>> Begin Reading text
Archive for Error-Statistical philosophy

Error and Inference [#4]

Posted in Books, Statistics with tags , , , , , , , , , , , , , , on September 21, 2011 by xi'an

(This is the fourth post on Error and Inference, again and again yet being a raw and naïve reaction following a linear and slow reading of the book, rather than a deeper and more informed criticism.)

‘The defining feature of an inductive inference is that the premises (evidence statements) can be true while the conclusion inferred may be false without a logical contradiction: the conclusion is “evidence transcending”.”—D. Mayo and D. Cox, p.249, Error and Inference, 2010

The seventh chapter of Error and Inference, entitled “New perspectives on (some old) problems of frequentist statistics“, is divided in four parts, written by David Cox, Deborah Mayo and Aris Spanos, in different orders and groups of authors. This is certainly the most statistical of all chapters, not a surprise when considering that David Cox is involved, and I thus have difficulties to explain why it took me so long to read through it…. Overall, this chapter is quite important by its contribution to the debate on the nature of statistical testing.

‘The advantage in the modern statistical framework is that the probabilities arise from defining a probability model to represent the phenomenon of interest. Had Popper made use of the statistical testing ideas being developed at around the same time, he might have been able to substantiate his account of falsification.”—D. Mayo and D. Cox, p.251, Error and Inference, 2010

The first part of the chapter is Mayo’s and Cox’ “Frequentist statistics as a theory of inductive inference“. It was first published in the 2006 Erich Lehmann symposium. And available on line as an arXiv paper. There is absolutely no attempt there to link of clash with the Bayesian approach, this paper is only looking at frequentist statistical theory as the basis for inductive inference. The debate therein about deducing that H is correct from a dataset successfully facing a statistical test is classical (in both senses) but I [unsurprisingly] remain unconvinced by the arguments. The null hypothesis remains the calibrating distribution throughout the chapter, with very little (or at least not enough) consideration of what happens when the null hypothesis does not hold.  Section 3.6 about confidence intervals being another facet of testing hypotheses is representative of this perspective. The p-value is defended as the central tool for conducting hypothesis assessment. (In this version of the paper, some p’s are written in roman characters and others in italics, which is a wee confusing until one realises that this is a mere typo!)  The fundamental imbalance problem, namely that, in contiguous hypotheses, a test cannot be expected both to most often reject the null when it is [very moderately] false and to most often accept the null when it is right is not discussed there. The argument about substantive nulls in Section 3.5 considers a stylised case of well-separated scientific theories, however the real world of models is more similar to a greyish  (and more Popperian?) continuum of possibles. In connection with this, I would have thought more likely that the book would address on philosophical grounds Box’s aphorism that “all models are wrong”. Indeed, one (philosophical?) difficulty with the p-values and the frequentist evidence principle (FEV) is that they rely on the strong belief that one given model can be exact or true (while criticising the subjectivity of the prior modelling in the Bayesian approach). Even in the typology of types of null hypotheses drawn by the authors in Section 3, the “possibility of model misspecification” is addressed in terms of the low power of an omnibus test, while agreeing that “an incomplete probability specification” is unavoidable (an argument found at several place in the book that the alternative cannot be completely specified).
>> End Reading text
(Requirements):
[1] List the three authors the Error and Inference review names as the writers of the seventh chapter's four parts.
[2] Please pick up the Error and Inference review from where it stops.
>> Begin Supplied entries
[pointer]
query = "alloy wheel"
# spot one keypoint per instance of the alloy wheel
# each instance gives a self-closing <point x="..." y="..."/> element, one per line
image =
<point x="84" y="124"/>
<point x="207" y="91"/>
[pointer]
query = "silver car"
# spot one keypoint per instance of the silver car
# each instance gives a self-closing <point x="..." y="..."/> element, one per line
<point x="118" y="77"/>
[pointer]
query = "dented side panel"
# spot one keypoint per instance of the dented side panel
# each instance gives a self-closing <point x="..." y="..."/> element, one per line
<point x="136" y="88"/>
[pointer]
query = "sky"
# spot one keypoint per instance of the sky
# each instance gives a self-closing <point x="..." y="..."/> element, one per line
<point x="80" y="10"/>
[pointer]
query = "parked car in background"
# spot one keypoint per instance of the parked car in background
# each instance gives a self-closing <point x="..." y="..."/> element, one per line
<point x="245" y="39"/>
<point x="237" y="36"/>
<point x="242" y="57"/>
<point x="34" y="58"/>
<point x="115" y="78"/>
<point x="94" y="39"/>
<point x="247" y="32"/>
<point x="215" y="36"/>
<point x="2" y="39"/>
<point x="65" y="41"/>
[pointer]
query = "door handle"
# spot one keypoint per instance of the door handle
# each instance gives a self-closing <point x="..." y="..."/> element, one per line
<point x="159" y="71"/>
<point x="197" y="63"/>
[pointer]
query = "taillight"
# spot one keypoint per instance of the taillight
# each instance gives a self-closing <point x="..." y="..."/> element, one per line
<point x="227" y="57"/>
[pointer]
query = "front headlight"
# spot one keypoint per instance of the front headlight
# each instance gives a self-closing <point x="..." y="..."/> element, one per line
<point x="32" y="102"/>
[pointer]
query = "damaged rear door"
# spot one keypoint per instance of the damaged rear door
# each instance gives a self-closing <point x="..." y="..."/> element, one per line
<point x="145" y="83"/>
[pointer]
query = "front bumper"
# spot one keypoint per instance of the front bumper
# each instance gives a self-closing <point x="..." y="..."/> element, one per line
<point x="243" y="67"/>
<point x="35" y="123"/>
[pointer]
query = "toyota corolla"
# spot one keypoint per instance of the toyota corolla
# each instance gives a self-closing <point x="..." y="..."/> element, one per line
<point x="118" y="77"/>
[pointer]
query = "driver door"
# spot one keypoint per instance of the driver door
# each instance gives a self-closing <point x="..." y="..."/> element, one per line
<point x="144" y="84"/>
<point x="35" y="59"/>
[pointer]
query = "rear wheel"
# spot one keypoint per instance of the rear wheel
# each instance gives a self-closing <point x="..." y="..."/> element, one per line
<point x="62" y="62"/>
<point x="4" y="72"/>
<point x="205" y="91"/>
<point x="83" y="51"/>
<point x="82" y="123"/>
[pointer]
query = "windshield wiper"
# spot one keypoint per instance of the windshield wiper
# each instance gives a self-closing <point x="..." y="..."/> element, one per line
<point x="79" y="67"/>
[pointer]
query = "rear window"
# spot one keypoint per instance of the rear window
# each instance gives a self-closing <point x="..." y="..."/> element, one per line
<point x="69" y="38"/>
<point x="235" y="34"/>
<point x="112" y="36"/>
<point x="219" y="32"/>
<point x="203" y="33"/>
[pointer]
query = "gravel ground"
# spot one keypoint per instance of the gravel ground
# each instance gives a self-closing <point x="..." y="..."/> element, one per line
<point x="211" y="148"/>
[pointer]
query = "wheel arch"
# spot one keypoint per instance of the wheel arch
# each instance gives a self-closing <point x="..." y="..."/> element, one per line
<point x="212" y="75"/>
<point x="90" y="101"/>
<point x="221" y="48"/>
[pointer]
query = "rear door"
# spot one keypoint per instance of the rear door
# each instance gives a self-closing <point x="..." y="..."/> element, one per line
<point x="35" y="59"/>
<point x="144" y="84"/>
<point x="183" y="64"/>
>> End Supplied entries
(Results by task):
[1] David Cox, Deborah Mayo, Aris Spanos

[2]
‘Sometimes we can find evidence for H0, understood as an assertion that a particular discrepancy, flaw, or error is absent, and we can do this by means of tests that, with high probability, would have reported a discrepancy had one been present.”—D. Mayo and D. Cox, p.255, Error and Inference, 2010

The above quote relates to the Failure and Confirmation section where the authors try to push the argument in favour of frequentist tests one step further, namely that that “moderate p-values” may sometimes be used as confirmation of the null. (I may have misunderstood, the end of the section defending a purely frequentist, as in repeated experiments, interpretation. This reproduces an earlier argument about the nature of probability in Section 1.2, as characterising the “stability of relative frequencies of results of repeated trials”) In fact, this chapter and other recent readings made me think afresh about the nature of probability, a debate that put me off so much in Keynes (1921) and even in Jeffreys (1939). From a mathematical perspective, there is only one “kind” of probability, the one defined via a reference measure and a probability, whether it applies to observations or to parameters. From a philosophical perspective, there is a natural issue about the “truth” or “realism” of the probability quantities and of the probabilistic statements. The book and in particular the chapter consider that a truthful probability statement is the one agreeing with “a hypothetical long-run of repeated sampling, an error probability”, while the statistical inference school of Keynes (1921), Jeffreys (1939), and Carnap (1962) “involves quantifying a degree of support or confirmation in claims or hypotheses”, which makes this (Bayesian) sound as less realistic… Obviously, I have no ambition to solve this long-going debate, however I see no reason in the first approach to be more realistic by being grounded on stable relative frequencies à la von Mises. If nothing else, the notion that a test should be evaluated on its long run performances is very idealistic as the concept relies on an ever-repeating, an infinite sequence of identical trials. Relying on probability measures as self-coherent mathematical measures of uncertainty carries (for me) as much (or as less) reality as the above infinite experiment. Now, the paper is not completely entrenched in this interpretation, when it concludes that “what makes the kind of hypothetical reasoning relevant to the case at hand is not the long-run low error rates associated with using the tool (or test) in this manner; it is rather what those error rates reveal about the data generating source or phenomenon” (p.273).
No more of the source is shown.